[Stated goal]: Please list every line of the material below that contains the string "wispy".

[Material on where objects are located]:
<<<<
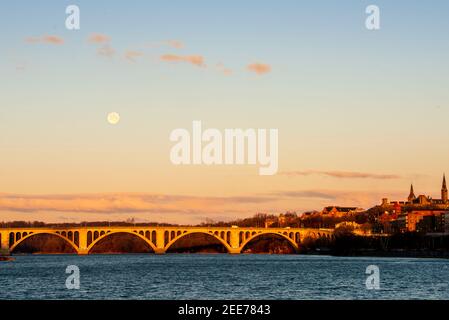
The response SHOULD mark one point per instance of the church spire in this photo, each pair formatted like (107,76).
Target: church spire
(444,190)
(411,196)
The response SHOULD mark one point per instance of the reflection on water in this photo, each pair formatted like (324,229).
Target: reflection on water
(222,276)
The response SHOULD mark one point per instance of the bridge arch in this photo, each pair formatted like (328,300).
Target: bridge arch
(280,234)
(107,234)
(213,235)
(29,235)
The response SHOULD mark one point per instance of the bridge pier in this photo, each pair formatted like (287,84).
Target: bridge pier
(4,243)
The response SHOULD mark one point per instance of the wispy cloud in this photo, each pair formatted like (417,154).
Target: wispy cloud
(196,60)
(120,202)
(259,68)
(46,39)
(341,174)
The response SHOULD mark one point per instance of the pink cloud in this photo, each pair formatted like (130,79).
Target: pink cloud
(194,59)
(342,174)
(48,39)
(259,68)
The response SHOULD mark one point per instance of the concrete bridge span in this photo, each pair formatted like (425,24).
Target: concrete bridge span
(160,239)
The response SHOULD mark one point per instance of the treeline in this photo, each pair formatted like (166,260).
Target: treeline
(410,244)
(40,224)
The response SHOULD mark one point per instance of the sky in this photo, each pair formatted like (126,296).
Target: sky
(361,114)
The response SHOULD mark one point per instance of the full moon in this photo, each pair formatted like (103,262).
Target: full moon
(113,118)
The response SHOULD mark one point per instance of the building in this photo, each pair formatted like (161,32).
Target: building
(340,211)
(420,200)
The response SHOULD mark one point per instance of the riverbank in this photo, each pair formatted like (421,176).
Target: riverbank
(3,258)
(394,253)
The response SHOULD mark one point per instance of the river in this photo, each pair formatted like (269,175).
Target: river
(222,276)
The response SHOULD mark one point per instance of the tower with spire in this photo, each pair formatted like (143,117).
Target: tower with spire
(444,190)
(411,196)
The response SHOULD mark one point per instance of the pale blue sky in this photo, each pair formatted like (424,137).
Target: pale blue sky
(343,98)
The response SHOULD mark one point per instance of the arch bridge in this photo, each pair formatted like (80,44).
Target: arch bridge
(160,239)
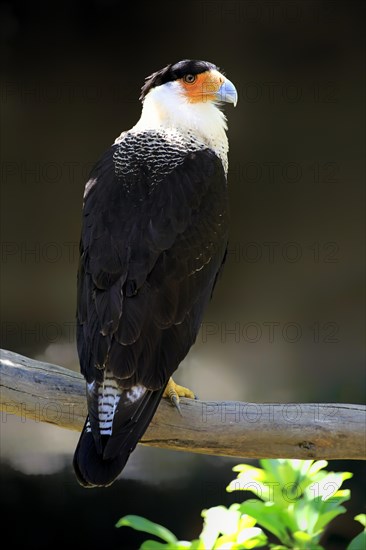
>>>>
[The reply]:
The response SHOULD mark one point per instance of the wispy cloud in this photo, each pair formatted like (417,154).
Target: wispy cloud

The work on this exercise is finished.